▶ Required work
Return the rows from the line with "217L286 195L271 239L221" up to and including the line with "positive clicks: (255, 245)", copied character for character with no other text.

▶ Given data
◇ ◇ ◇
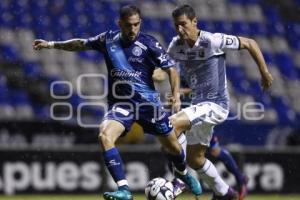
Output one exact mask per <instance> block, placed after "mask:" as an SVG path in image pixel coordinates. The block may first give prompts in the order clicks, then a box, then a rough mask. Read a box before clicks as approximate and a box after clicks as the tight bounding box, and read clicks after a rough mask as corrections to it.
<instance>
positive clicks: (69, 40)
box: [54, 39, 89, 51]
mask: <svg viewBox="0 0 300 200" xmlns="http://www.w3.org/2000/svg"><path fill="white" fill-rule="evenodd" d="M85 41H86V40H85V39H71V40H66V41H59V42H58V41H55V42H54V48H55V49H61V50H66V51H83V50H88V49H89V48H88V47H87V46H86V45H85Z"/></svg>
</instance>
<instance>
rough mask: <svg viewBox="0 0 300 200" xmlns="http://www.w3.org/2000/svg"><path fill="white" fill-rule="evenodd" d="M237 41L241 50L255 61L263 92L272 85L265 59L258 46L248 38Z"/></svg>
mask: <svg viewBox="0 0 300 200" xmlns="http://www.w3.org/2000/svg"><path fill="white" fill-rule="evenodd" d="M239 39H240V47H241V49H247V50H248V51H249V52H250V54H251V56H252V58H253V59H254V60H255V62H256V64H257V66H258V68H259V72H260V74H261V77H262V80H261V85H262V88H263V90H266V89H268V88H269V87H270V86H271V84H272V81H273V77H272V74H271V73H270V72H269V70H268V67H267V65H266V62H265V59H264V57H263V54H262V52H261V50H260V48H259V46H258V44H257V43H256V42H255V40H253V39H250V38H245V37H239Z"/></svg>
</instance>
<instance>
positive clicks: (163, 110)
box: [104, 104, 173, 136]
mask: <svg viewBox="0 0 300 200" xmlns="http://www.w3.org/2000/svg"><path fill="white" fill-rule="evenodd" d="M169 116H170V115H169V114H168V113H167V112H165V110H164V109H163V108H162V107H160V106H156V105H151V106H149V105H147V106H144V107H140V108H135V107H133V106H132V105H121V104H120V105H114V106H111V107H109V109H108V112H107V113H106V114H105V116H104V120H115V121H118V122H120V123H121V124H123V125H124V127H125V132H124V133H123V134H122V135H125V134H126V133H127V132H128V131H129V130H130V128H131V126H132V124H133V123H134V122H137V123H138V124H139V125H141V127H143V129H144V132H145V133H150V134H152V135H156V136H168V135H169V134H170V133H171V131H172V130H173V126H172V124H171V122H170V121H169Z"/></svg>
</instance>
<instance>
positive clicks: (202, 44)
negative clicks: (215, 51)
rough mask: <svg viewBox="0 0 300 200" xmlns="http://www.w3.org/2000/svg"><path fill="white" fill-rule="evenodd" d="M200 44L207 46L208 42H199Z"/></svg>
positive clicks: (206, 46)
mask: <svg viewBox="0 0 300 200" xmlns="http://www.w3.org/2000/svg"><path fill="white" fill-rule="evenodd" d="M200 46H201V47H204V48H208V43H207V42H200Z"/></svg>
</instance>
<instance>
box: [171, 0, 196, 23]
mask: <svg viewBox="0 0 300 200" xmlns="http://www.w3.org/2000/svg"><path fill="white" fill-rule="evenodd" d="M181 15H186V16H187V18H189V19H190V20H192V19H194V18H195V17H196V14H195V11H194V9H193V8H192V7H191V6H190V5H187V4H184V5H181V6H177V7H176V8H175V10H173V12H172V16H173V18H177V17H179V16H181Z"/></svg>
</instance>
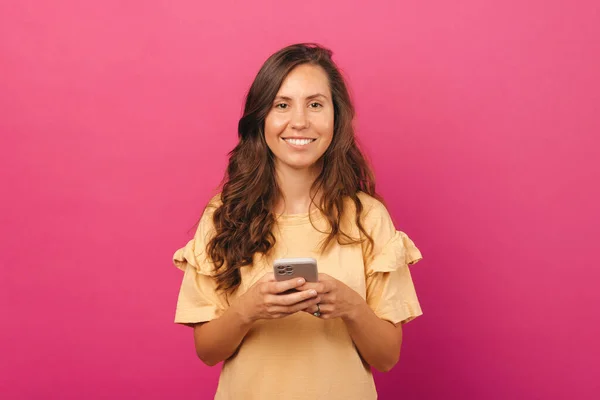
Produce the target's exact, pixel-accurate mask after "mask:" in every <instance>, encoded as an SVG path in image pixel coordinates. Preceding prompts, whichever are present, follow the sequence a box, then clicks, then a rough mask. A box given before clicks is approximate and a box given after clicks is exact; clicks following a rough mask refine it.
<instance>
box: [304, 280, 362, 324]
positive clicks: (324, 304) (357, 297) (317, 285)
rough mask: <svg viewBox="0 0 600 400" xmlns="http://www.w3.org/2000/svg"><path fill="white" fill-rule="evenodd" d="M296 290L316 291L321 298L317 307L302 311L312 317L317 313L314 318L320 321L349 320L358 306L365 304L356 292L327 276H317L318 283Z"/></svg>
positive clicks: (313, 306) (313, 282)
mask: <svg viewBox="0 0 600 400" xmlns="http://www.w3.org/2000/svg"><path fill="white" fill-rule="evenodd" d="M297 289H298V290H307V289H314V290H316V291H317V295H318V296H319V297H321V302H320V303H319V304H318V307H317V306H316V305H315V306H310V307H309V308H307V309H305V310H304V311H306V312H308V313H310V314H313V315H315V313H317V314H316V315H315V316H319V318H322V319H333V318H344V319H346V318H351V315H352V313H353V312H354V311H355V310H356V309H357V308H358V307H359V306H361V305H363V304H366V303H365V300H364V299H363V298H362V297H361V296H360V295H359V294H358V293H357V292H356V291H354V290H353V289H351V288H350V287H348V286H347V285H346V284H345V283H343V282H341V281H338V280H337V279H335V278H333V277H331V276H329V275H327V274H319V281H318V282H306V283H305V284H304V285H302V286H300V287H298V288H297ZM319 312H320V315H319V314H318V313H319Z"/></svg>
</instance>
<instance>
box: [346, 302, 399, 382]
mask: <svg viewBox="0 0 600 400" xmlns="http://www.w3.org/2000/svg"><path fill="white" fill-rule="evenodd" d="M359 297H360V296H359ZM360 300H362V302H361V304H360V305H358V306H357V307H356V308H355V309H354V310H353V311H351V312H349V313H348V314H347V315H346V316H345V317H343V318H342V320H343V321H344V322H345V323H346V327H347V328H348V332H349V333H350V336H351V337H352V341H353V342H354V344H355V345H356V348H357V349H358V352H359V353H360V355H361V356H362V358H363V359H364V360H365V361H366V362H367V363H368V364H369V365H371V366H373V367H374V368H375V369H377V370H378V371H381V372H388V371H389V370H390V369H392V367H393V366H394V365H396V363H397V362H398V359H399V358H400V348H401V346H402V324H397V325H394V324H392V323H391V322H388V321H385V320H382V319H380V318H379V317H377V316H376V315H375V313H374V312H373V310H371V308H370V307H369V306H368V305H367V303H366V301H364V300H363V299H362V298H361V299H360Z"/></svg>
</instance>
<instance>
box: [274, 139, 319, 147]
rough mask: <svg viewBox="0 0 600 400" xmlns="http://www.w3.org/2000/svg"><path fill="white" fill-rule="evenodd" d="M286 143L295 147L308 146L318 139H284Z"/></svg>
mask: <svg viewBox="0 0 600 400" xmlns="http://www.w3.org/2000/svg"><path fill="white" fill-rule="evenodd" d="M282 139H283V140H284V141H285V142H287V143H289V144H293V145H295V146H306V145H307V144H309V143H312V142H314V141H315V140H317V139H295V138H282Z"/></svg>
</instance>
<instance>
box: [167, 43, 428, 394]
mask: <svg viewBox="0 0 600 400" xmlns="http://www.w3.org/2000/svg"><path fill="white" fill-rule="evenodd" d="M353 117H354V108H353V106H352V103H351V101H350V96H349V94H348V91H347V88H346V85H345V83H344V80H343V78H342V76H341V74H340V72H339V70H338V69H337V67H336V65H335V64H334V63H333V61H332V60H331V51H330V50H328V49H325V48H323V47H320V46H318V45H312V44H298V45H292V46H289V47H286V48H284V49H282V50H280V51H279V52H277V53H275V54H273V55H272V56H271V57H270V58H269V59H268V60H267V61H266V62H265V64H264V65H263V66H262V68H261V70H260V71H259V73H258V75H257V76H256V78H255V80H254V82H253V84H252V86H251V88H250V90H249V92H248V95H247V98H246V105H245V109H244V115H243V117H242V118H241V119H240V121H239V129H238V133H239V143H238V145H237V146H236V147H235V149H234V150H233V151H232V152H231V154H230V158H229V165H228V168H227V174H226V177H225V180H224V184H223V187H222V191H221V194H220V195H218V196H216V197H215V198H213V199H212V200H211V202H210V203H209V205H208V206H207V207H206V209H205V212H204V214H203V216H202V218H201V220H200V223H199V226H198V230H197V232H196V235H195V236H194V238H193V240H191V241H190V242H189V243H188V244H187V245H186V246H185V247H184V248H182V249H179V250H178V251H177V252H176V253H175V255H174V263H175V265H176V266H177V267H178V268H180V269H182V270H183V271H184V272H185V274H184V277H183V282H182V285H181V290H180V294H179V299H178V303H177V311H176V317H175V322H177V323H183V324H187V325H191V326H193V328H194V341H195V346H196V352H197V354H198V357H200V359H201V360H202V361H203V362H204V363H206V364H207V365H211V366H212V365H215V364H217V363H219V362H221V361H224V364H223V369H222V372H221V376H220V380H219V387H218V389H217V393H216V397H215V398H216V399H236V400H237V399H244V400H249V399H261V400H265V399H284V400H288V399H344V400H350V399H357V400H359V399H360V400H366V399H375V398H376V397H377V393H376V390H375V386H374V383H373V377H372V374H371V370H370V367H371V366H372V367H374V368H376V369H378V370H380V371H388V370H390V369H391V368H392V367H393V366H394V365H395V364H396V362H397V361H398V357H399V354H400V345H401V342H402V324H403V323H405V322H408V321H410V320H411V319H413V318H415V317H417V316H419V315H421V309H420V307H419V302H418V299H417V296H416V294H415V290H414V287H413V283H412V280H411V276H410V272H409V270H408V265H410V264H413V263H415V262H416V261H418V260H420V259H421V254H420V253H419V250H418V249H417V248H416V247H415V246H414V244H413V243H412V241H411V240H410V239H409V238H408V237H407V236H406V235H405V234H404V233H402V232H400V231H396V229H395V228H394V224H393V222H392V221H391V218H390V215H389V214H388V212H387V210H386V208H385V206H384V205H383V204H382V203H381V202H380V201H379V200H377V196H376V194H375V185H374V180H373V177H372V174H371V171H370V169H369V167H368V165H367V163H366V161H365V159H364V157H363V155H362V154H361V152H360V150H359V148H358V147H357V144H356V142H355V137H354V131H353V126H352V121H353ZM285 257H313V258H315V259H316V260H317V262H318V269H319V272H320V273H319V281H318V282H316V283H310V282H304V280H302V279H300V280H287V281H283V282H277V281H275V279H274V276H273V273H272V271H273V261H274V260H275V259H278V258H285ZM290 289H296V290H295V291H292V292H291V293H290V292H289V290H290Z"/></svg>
◇ ◇ ◇
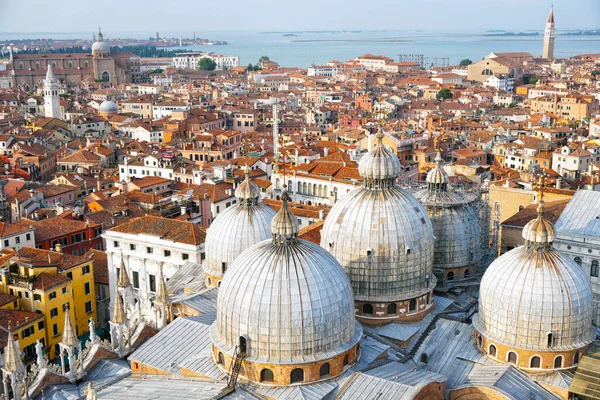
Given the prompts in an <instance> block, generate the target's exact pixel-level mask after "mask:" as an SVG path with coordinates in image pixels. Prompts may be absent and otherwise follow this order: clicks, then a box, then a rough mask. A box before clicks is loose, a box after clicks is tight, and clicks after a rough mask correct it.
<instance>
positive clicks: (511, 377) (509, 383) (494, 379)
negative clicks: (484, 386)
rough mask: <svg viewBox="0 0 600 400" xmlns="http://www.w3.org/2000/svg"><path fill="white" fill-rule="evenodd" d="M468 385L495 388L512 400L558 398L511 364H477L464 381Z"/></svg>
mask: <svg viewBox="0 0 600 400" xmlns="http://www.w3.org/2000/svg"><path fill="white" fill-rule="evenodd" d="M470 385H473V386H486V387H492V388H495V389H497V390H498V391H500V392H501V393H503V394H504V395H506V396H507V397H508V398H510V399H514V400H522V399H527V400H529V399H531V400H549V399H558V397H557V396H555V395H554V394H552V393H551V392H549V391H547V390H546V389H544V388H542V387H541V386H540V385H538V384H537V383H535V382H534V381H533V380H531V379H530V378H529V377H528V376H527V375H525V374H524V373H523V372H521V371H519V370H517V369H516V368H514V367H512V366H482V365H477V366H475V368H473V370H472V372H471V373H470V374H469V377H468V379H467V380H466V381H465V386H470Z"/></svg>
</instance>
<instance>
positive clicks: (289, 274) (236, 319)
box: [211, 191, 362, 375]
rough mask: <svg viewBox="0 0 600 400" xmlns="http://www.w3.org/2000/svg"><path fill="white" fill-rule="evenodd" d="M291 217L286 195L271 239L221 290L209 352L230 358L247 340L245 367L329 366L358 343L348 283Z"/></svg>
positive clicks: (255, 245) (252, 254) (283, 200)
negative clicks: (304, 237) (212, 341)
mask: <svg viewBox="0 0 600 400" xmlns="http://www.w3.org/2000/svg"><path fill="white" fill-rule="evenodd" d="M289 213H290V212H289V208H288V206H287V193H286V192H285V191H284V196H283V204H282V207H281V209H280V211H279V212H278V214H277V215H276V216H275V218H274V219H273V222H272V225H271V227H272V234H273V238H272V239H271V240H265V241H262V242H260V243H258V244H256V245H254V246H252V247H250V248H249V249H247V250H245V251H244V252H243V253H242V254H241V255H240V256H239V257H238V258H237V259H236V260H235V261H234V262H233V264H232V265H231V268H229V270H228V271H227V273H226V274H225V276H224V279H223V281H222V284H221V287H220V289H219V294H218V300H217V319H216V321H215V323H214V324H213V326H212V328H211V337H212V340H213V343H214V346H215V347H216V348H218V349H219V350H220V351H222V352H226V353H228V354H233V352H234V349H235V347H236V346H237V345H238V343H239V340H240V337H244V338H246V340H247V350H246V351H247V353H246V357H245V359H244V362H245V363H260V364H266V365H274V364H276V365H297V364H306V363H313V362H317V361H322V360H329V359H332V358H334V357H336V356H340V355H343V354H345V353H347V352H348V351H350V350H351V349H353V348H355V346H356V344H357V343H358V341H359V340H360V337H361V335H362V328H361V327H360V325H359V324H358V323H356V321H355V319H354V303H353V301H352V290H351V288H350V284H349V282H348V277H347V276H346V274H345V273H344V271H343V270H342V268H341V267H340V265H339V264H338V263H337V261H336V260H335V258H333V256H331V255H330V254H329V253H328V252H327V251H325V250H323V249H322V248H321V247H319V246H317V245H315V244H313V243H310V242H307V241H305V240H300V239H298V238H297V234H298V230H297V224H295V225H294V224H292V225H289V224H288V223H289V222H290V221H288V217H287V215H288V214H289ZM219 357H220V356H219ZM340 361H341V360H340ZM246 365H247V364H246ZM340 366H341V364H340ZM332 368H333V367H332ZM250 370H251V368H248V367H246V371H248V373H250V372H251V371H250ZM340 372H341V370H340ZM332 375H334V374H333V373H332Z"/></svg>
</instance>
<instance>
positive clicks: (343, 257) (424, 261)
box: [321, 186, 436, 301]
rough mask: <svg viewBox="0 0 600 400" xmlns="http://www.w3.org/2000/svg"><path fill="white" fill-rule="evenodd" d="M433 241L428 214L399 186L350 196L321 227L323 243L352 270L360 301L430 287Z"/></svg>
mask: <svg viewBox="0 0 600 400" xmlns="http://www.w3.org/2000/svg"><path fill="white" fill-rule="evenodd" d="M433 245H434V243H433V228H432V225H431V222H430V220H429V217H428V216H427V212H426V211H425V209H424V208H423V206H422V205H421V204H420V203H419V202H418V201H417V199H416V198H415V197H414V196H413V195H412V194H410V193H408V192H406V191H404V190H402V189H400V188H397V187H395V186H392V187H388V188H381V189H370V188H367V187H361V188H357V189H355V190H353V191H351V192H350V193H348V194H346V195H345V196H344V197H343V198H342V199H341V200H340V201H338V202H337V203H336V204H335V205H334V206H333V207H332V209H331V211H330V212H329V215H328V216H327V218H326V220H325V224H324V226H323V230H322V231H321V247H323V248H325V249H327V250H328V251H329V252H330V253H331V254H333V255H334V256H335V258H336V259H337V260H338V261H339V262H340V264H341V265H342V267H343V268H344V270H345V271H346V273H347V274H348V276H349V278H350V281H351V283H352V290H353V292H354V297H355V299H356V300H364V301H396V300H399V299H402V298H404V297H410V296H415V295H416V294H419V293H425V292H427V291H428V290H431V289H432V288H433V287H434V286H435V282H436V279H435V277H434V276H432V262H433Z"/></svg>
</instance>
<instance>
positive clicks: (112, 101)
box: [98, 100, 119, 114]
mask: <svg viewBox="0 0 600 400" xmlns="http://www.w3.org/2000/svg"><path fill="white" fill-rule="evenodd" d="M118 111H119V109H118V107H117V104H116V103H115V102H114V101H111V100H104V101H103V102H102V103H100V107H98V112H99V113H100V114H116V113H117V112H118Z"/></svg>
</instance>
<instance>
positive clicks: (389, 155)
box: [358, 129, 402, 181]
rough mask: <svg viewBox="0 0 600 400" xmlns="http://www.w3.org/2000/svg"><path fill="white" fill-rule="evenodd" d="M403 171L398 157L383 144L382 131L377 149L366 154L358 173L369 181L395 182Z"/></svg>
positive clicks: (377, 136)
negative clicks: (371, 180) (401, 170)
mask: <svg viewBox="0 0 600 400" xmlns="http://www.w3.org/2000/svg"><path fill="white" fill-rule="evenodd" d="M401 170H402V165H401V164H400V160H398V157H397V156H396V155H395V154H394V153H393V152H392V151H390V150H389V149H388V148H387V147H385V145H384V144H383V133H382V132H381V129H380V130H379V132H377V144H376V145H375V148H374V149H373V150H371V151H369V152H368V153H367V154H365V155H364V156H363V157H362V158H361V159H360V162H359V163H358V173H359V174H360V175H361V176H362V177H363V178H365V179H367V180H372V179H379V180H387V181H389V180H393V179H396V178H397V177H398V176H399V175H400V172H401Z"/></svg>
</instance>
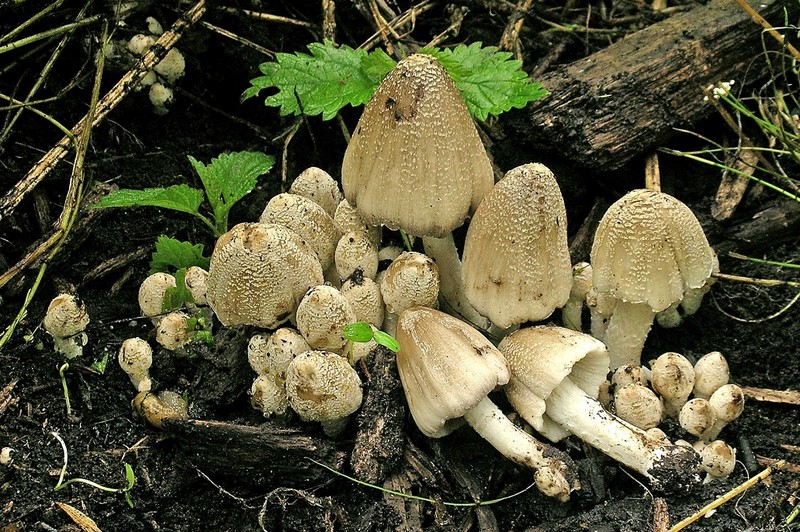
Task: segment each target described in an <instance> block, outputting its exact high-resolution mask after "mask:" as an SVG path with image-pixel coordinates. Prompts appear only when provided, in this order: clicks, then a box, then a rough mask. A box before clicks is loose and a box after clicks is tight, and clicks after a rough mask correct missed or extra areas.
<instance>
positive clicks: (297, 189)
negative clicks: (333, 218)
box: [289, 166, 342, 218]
◇ ◇ ◇
▶ Solution for this exercise
rough mask: <svg viewBox="0 0 600 400" xmlns="http://www.w3.org/2000/svg"><path fill="white" fill-rule="evenodd" d="M291 217L286 195L271 239L221 290L209 352L230 358L247 340L245 367L329 366L358 343L348 283Z"/></svg>
positive clicks: (255, 245) (252, 254) (283, 200)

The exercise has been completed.